- Kutipan Teks:
Kabar maha duka itu diunggah akun “Kenduri Cinta”.

“Inna lillahi wa inna ilaihi rojiun… Duka kami, mengantarmu ke huma yang sejati Bapak Umbu Landu Paranggi,” tulis Kenduri Cinta pada Selasa (6/4). “Pada hari Selasa tanggal 6 April 2021 pukul 03.55 WITA di RS Bali Mandara.”

Umbu dijuluki Presiden Malioboro, sebuah bentang jalan pendek di Yogyakarta. Almarhum membina komunitas seniman di kawasan itu tahun 1960-an 70-an. Dia guru Emha Ainun Nadjib, mendiang Linus Suryadi AG, mendiang Korie Layun Rampan, dan Ebiet G Ade, untuk menunjukkan betapa besar jasa ‘Sang Guru’.

Penyair kelahiran Sumba Timur 10 Agustus 1943 itu merupakan guru sajak bagi anak-anak muda saat itu, Emha Ainun Nadjib, Eko Tunas, Linus Suryadi AG, Iman Budhi Santoso, Ebiet.

Di bawah ini tulisan Emha yang dimuat sebagai kolom di majalah TEMPO pada 26 Februari 1983. Tulisan yang sama juga dimuat pada buku kumpulan kolom Emha yang legendaris, “Slilit Sang Kyai”, halaman 202-204.

Ustadz Umbu

Kulit nangka, kulit jipang, rompesan kubis, sawi, slada, serta berbagai sampah dari sayuran dan buah-buahan, dihimpun, dimasukkan ke dalam keranjang-keranjang darurat. Dan anak muda Sakimin si buta huruf menyeretnya dari pojok Pasar Beringharjo Yogya ke pusat pembuangan sampah.

Itu kerja tetapnya tiap dinihari: untuk sarapan pagi, dan seterusnya, ia berimprovisasi membantu siapa saja di pasar, Sakimin hidup tanpa pijakan, ibunya yang gelandangan sudah lama meninggal dan bapaknya entah siapa.

- Tugas Latihan:
**1)** Kembalikan bagian teks tentang Umbu Landu Paranggi mulai dari "Kulit nangka, kulit" hingga dan termasuk "bapaknya entah siapa.".
**2)** Terjemahkan kalimat "Umbu dijuluki Presiden Malioboro, sebuah bentang jalan pendek di Yogyakarta." dari teks tentang Umbu Landu Paranggi ke dalam bahasa Inggris.
**3)** Menurut teks tentang Umbu Landu Paranggi, apakah setiap pernyataan berikut sesuai? Jawab ya atau tidak, lalu kutip kata-kata dari teks yang menjadi dasarnya. (a) Umbu lahir di Sumba Timur pada 10 Agustus 1943. (b) Sakimin bisa membaca dan menulis. (c) Tulisan Emha dimuat di majalah TEMPO pada 26 Februari 1983.
Item-item yang menyusul tidak berhubungan dengan teks tentang Umbu Landu Paranggi.

- Baris dari dataset penunjukan:
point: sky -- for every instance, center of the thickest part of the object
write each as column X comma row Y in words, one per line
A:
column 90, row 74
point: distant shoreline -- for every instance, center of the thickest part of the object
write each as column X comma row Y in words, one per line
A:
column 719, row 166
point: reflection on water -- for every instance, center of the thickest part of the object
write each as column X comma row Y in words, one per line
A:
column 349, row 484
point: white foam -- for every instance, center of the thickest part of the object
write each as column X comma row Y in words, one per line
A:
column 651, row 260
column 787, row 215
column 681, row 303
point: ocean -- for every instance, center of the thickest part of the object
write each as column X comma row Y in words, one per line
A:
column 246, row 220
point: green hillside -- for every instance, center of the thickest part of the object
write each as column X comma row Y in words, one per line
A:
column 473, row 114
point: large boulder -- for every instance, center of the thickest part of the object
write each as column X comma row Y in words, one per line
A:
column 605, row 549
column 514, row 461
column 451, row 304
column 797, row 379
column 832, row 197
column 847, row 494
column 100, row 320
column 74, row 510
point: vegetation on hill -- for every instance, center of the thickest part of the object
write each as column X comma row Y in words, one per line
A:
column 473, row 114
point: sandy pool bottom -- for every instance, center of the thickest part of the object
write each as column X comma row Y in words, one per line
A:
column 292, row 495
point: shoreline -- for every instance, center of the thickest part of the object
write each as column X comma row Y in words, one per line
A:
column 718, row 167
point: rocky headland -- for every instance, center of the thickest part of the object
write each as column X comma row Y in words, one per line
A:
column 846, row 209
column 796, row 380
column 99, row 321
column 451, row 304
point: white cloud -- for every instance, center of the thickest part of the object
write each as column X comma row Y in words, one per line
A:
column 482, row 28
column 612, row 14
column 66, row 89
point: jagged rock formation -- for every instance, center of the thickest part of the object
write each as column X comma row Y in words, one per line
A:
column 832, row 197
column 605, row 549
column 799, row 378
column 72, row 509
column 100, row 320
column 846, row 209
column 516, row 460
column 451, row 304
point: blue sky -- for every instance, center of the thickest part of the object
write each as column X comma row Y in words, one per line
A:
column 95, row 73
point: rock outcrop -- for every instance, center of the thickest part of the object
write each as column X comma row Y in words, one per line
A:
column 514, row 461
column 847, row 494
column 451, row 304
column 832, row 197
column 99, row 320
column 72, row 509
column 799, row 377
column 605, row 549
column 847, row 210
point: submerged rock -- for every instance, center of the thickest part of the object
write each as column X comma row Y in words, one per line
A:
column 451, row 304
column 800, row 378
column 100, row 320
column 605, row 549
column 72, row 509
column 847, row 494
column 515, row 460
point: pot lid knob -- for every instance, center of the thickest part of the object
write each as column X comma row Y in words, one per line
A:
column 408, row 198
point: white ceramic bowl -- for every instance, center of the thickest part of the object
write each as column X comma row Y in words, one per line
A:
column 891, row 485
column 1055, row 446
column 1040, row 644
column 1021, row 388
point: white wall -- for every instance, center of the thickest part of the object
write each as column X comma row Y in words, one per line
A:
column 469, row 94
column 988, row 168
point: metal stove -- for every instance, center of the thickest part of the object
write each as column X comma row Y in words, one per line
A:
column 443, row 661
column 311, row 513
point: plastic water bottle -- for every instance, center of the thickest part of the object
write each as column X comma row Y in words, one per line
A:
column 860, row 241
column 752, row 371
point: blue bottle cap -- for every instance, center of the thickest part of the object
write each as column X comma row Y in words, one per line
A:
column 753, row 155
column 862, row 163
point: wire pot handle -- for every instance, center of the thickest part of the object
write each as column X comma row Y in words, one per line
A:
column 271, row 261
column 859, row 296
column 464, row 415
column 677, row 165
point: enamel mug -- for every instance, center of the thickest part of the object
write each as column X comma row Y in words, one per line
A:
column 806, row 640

- Jawaban Diberikan:
**1)**
Kulit nangka, kulit jipang, rompesan kubis, sawi, slada, serta berbagai sampah dari sayuran dan buah-buahan, dihimpun, dimasukkan ke dalam keranjang-keranjang darurat. Dan anak muda Sakimin si buta huruf menyeretnya dari pojok Pasar Beringharjo Yogya ke pusat pembuangan sampah.

Itu kerja tetapnya tiap dinihari: untuk sarapan pagi, dan seterusnya, ia berimprovisasi membantu siapa saja di pasar, Sakimin hidup tanpa pijakan, ibunya yang gelandangan sudah lama meninggal dan bapaknya entah siapa.

**2)** Umbu was nicknamed the President of Malioboro, a short stretch of road in Yogyakarta.

**3)**
(a) Ya: "Penyair kelahiran Sumba Timur 10 Agustus 1943"
(b) Tidak: "anak muda Sakimin si buta huruf"
(c) Ya: "dimuat sebagai kolom di majalah TEMPO pada 26 Februari 1983"